Collected data entries:

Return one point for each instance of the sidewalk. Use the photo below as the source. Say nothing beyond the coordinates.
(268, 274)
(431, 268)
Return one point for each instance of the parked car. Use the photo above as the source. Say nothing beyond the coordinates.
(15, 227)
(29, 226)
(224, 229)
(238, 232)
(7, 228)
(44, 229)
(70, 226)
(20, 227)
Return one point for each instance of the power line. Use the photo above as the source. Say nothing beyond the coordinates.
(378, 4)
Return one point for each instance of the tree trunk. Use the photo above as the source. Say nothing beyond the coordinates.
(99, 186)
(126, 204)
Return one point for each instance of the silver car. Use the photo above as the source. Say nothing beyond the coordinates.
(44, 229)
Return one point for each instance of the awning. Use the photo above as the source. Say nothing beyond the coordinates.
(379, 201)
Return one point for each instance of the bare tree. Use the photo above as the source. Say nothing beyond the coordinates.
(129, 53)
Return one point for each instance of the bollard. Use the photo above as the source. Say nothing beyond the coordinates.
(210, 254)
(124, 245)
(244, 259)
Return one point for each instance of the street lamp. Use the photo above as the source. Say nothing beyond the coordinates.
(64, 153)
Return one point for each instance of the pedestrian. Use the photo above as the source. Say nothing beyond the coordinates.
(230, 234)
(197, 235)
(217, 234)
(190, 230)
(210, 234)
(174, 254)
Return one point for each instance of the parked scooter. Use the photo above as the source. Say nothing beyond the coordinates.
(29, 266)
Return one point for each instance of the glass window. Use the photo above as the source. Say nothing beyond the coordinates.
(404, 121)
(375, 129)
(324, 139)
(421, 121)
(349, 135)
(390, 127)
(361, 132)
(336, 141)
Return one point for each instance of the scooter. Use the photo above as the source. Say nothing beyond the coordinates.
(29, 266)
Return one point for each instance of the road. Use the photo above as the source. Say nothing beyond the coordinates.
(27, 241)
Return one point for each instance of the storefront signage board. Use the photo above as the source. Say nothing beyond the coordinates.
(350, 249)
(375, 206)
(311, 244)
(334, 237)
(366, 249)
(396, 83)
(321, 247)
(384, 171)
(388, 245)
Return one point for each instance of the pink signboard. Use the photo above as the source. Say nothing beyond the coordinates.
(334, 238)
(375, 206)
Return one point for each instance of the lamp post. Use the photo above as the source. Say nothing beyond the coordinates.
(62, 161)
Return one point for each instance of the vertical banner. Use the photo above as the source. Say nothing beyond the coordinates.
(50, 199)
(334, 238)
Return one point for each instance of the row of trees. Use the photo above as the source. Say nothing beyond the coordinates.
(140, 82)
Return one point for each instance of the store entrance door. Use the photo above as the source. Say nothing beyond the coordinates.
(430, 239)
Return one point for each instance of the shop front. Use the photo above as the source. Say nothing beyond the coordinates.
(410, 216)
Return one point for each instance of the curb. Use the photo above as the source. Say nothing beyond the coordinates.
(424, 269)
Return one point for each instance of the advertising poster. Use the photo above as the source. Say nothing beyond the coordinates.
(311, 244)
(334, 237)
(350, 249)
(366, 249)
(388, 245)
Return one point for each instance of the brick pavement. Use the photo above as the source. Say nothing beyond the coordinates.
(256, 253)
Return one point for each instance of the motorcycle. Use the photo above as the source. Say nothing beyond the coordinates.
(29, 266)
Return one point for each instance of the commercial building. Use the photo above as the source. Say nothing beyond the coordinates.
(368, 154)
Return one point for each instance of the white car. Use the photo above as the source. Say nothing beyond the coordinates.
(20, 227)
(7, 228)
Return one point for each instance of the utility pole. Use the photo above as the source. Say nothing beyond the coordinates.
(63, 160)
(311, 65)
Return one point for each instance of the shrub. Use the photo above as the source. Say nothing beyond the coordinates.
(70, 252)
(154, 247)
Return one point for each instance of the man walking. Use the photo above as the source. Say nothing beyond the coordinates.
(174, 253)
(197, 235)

- DESCRIPTION OF THE TASK -
Exactly the lines from the one that holds "Return one point for each instance of the motorcycle." through the final line of the records above should be written out, and only those.

- TASK SOLUTION -
Return one point for each instance of the motorcycle. Use the photo above as the source. Say nothing beyond the coordinates.
(29, 266)
Return one point for each instance of the commercial building. Use the photo above as the source. Say nothing beyond the coordinates.
(368, 154)
Return one point for each instance of the white car. Use the photo above as the source. Say nothing beyond the coordinates.
(20, 227)
(7, 228)
Return one point for each instance of the utility pole. Use the photo above as the source. Say nothing beyond the coordinates.
(63, 160)
(311, 65)
Return one point for each instance of the shrub. Use the photo above as the source. Say nothing beyond the coordinates.
(70, 252)
(154, 247)
Return one point for each instance of the man walking. Use the photo above as the source. Say nothing beyond the coordinates.
(174, 253)
(197, 235)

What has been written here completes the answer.